> WORK INSTRUCTIONS:
Working from the records beneath this line, reproduce each one exactly.

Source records
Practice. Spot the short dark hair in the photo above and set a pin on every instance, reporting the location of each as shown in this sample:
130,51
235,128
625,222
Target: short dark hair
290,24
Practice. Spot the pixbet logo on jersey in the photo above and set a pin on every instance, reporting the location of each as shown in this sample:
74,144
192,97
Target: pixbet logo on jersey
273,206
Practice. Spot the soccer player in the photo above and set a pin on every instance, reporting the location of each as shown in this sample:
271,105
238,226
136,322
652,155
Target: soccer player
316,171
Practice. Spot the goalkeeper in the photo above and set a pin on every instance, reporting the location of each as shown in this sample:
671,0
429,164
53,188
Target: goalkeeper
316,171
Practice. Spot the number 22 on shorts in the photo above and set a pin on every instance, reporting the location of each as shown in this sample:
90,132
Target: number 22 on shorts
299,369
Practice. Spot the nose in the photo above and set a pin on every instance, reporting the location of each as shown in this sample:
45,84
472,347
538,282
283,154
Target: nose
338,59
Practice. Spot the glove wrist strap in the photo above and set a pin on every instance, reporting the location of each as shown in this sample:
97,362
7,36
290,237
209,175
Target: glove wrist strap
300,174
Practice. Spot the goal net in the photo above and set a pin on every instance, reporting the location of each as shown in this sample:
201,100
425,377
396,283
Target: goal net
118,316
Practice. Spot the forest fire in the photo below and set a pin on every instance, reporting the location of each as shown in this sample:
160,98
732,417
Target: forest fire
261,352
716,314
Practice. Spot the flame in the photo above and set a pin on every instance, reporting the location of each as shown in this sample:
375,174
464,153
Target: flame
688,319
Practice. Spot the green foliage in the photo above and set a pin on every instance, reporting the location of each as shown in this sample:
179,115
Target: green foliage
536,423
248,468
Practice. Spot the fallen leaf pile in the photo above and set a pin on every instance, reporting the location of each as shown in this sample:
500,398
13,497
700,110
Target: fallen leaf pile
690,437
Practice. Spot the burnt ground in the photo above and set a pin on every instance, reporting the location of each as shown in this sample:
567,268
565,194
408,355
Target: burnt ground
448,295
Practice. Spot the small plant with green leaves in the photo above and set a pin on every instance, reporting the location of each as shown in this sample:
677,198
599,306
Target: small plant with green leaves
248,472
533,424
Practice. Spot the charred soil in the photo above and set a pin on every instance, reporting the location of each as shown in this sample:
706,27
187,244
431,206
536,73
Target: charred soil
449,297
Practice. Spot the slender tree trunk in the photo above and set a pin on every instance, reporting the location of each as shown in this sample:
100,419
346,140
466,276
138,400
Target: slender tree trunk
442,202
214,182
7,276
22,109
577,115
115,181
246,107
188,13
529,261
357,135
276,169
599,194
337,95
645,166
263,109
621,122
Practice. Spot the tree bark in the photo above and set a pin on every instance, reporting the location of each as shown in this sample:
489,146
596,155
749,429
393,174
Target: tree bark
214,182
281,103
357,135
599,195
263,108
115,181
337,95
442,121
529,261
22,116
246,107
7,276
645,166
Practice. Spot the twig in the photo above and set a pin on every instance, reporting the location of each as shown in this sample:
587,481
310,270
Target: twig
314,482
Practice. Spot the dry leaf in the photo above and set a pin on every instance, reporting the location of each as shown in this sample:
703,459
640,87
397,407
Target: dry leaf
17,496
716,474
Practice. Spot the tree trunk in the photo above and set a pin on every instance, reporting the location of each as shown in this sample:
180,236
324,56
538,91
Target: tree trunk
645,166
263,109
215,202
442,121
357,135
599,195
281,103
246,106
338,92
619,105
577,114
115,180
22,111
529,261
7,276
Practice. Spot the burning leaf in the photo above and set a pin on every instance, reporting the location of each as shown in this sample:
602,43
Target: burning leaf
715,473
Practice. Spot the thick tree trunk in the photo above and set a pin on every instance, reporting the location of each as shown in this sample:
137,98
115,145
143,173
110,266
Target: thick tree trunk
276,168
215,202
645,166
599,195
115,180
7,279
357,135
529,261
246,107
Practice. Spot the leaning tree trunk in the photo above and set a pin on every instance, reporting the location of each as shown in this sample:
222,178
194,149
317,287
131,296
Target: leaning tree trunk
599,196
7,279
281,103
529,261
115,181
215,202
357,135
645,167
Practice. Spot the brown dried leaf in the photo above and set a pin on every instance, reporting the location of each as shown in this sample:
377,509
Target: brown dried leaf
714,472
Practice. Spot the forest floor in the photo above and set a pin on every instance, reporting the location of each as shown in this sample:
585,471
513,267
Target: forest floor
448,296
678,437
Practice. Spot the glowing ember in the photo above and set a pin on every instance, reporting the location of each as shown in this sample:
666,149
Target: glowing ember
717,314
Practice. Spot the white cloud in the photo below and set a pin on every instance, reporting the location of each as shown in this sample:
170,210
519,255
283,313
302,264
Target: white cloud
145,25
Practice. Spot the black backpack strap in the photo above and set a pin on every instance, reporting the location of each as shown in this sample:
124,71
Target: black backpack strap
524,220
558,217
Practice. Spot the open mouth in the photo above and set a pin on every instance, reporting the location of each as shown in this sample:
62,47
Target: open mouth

> SOLUTION:
Practice. Spot the short dark hair in the photo above and set a pin on every instance, reporting the location of each as shown in this sample:
130,51
235,128
625,222
Target: short dark hair
290,24
Practice. Spot the pixbet logo on jersey in the photo above and set a pin on every instance, reporting the location of each as shown in this sample:
74,144
192,97
Target: pixbet logo on jersey
273,206
Practice. Spot the soccer player in the photo above and set a pin on every instance, reporting the location of each as shown in this sample:
271,105
238,226
136,322
652,155
Target: soccer player
316,171
Practice. Spot the goalkeeper in the photo above and set a pin on every instance, reporting the location of each as shown in this sample:
671,0
429,164
53,188
Target: goalkeeper
316,171
Practice. Spot the number 22 on shorts in the photo above and set a pin on every instance, reporting the location of each as shown in this sample:
90,132
Target: number 22 on shorts
299,369
Practice. Spot the nose in the photo above and set a pin on every instance, reporting the location of each as shown in this sample:
45,84
472,347
538,282
283,154
Target: nose
338,59
Practice. Spot the glove wrist strap in the photo above and set a pin on every instance, reporting the location of each as shown in this sample:
97,362
7,36
290,237
209,175
Target: glove wrist strap
300,174
Practice. Spot the goal net in the photo above and set a pin on every instance, reporting the location of each as shown in this sample:
201,100
425,377
396,283
Target: goal net
118,316
Practice. Spot the forest fire in the photo below and set a pin on every instance, reporting the location of each as shown in this sample:
160,98
732,417
Target: forest fire
261,352
716,314
Practice. Spot the flame in the photo above and set a pin on every instance, reporting the location of each as shown in this sample:
375,174
464,153
Target: flame
688,319
Practice. Spot the green foliage in the photo above and set a pin on every instance, reporting the location of each as shown in this sample:
179,115
Target: green foliage
536,423
248,468
Practice. Spot the fallen leaf pile in the photo above and set a pin on every instance, reporting the location of each as shown in this sample:
500,398
13,497
700,110
Target: fallen leaf pile
690,437
Practice. Spot the burnt ground in the photo above and set a pin on every instance, reporting the location of each as shown in this sample:
567,268
565,194
408,355
Target: burnt ground
448,295
Practice. Spot the small plant with green leaves in the photo above and set a pin on every instance, reporting the location of each as shown in this sample:
677,198
599,306
Target: small plant with green leaves
248,472
533,424
Practice. Spot the charred soil in the photo above and set a pin on every instance, reporting the location of each as shown in this sample:
706,27
187,244
431,206
536,73
Target: charred soil
449,297
Practice. Spot the slender tree trunk in the photo above and set a pin on every instance, reporting the location of each as shown in this sample:
100,419
346,140
466,276
138,400
Target: slender tree trunk
442,202
214,182
7,276
22,109
577,115
115,181
246,107
188,13
529,261
357,135
276,169
599,194
337,95
645,166
263,109
621,122
Practice. Spot the tree bark in the photo above and set a pin on every instance, reporting the location of each as shown in this sample:
489,146
596,155
749,429
393,174
Target: tree bark
214,182
281,103
357,135
599,195
263,108
115,181
337,95
442,121
529,261
22,116
246,107
7,276
645,166
Practice. Spot the twig in the photo above and set a pin on every instance, reporting the location of each as shown in this sample:
587,481
310,270
Target: twig
314,482
Practice. Spot the dry leaf in the photo above and set a pin on every instance, reporting the location of each as shown in this sample:
703,459
640,87
397,407
Target: dry leaf
17,496
716,474
Practice. Spot the tree trunk in the photo above and set a pin on every instance, reporting the location of each as shown in this sample:
180,236
324,56
538,91
Target: tree trunk
645,166
263,109
215,202
442,121
357,135
599,195
281,103
246,106
338,92
619,105
577,114
115,180
22,111
529,261
7,276
Practice. Spot the burning leaf in the photo above and set a pin on every instance, reporting the location of each as shown in this sample:
602,43
Target: burning leaf
715,473
Practice. Spot the thick tree trunk in the photo above and set a pin on every instance, reporting the location of each as shown in this sample:
137,98
115,145
143,173
110,266
Target: thick tree trunk
276,168
215,202
645,166
599,195
115,180
7,279
357,135
529,261
246,107
Practice. Spot the leaning tree trunk in the photo above and set a pin on every instance, reporting the location of each as shown in this sample:
222,178
194,149
317,287
131,296
Target: leaning tree trunk
599,196
7,279
281,103
529,261
115,181
215,202
357,135
645,167
Practice. Spot the brown dried leaf in the photo above and set a pin on every instance, reporting the location of each as shown in this sample:
377,509
Target: brown dried leaf
714,472
Practice. Spot the forest floor in the photo above and set a pin on every instance, reporting the location of each as shown in this sample:
585,471
513,267
Target: forest floor
448,296
678,437
Practice. Spot the glowing ember in the photo above and set a pin on every instance, reporting the location of each as shown in this sample:
666,149
Target: glowing ember
717,314
Practice. Spot the white cloud in the photo below and set a pin on every instance, reporting the location of each as shown in this sample:
170,210
519,255
283,313
302,264
Target: white cloud
145,25
Practice. Spot the black backpack strap in the photo above and set a pin on every instance, reporting the location of each as shown in this sample:
124,71
Target: black backpack strap
524,220
558,217
Practice. Spot the open mouth in the photo above and set a pin on every instance, reporting the location of each as shown in this sample:
62,47
Target: open mouth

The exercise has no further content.